__Text provided__
* begin *
The Second Annual MMT Conference will be held at the New School in New York City from Sept 28-30. This year's theme is "Public Money, Public Purpose, Public Power", signaling the MMT community's efforts to build bridges between social justice movements, inspire broad-based participation, and more deeply discuss how our ideas may be concretized politically.
We are especially focused on discussing the future of the movement for a Job Guarantee, as well the Job Guarantee's eventual implementation.
 
Day 1 of the conference will feature a keynote discussion of how we might organize around a right to a job. This conversation will feature Raúl Carrillo (Director, Modern Money Network & National Jobs for All Coalition), Shawn Sebastian (Director, Center for Popular Democracy's Fed Up campaign), and Sarah Treuhaft (Senior Director, PolicyLink). This will be followed by a panel on the substantive dimensions of the Job Guarantee, especially focused on green work and care work. The panel will feature Pavlina Tcherneva, (Director, Economics Program, Bard College), Kate Aronoff (Journalist, The Intercept), Vicki Schultz, (Professor, Yale Law School), and Donatella Alessandrini (Professor, Kent Law School).
* end *
__Record set__
* begin *
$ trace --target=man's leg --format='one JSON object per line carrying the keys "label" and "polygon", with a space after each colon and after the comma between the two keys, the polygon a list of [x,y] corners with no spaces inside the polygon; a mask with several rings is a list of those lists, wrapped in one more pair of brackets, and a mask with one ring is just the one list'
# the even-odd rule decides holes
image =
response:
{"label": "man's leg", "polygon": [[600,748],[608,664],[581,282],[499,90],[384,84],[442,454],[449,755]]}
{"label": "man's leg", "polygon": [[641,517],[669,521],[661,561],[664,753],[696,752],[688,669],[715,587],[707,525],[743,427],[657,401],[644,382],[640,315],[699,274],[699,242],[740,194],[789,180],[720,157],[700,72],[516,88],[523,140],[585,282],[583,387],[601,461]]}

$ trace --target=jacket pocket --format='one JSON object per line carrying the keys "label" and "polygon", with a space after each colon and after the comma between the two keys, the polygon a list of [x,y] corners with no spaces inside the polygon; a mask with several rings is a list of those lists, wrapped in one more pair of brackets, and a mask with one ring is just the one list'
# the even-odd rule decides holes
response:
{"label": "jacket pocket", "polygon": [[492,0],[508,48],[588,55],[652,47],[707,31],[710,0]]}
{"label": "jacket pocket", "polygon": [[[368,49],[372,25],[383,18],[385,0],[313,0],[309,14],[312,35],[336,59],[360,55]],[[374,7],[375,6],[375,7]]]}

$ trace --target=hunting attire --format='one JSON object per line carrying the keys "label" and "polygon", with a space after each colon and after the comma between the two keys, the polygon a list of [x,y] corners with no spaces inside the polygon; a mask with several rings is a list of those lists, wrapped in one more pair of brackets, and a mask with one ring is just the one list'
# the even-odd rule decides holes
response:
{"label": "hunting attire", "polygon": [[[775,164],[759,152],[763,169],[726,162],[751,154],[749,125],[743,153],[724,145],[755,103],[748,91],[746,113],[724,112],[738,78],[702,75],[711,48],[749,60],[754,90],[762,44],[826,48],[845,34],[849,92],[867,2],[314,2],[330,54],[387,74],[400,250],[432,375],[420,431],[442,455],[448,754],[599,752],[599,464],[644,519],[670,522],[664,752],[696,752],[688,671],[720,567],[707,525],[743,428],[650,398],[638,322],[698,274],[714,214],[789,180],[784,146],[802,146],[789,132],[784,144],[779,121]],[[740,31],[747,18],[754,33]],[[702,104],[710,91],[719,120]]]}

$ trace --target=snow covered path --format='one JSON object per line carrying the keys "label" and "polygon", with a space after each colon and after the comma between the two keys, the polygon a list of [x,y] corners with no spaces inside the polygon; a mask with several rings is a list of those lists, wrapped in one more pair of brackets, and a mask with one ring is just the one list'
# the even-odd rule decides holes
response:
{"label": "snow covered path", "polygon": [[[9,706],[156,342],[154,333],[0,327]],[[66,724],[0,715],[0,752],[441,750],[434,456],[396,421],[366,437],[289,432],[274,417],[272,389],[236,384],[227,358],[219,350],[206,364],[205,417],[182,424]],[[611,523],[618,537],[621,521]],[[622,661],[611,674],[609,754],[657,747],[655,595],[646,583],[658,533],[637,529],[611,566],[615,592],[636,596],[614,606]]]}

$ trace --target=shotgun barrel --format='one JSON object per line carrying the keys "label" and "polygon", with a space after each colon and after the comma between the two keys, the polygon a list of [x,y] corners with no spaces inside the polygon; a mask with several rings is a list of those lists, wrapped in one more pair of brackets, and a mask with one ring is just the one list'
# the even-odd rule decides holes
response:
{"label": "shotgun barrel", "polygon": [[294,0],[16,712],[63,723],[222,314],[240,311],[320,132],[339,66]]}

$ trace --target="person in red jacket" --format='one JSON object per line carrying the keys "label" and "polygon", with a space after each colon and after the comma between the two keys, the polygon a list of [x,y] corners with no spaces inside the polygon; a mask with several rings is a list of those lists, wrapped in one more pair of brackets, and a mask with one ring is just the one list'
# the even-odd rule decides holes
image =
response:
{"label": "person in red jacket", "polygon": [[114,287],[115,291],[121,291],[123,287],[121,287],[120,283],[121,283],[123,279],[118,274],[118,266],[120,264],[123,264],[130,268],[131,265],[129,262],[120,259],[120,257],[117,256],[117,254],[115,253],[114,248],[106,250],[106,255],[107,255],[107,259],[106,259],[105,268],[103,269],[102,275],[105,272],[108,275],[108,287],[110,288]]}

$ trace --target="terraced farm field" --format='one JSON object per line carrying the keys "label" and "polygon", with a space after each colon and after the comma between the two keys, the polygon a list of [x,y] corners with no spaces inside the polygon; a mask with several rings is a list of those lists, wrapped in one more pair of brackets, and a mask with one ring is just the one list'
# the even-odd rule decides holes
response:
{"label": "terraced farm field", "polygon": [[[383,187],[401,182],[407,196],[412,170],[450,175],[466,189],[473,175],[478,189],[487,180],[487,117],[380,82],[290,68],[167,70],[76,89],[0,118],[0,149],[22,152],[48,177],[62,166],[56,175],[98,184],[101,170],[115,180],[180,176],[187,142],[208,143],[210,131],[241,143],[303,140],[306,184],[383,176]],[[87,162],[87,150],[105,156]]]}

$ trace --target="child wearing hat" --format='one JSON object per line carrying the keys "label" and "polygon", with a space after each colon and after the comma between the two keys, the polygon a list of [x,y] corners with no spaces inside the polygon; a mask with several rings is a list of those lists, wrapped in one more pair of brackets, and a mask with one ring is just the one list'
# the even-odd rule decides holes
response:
* end *
__Stated problem 1__
What is this year's theme, according to the conference announcement?
__Stated problem 2__
Carry on the conference announcement from its last sentence.
The listing comes from a separate source and has no connection to the conference announcement.

__Response 1__
The theme is "Public Money, Public Purpose, Public Power".

__Response 2__
 
Day 2 of the conference will consist of a series of workshops, both academic and non-academic. Many of these workshops will focus on the Job Guarantee.  The Modern Money Network is taking a leadership role in organizing this year. We are still in the process of finalizing workshop topics and formats, so if any NJFAC members are interested in participating, with the knowledge that this is a yearly MMT community event, we would earnestly welcome your participation.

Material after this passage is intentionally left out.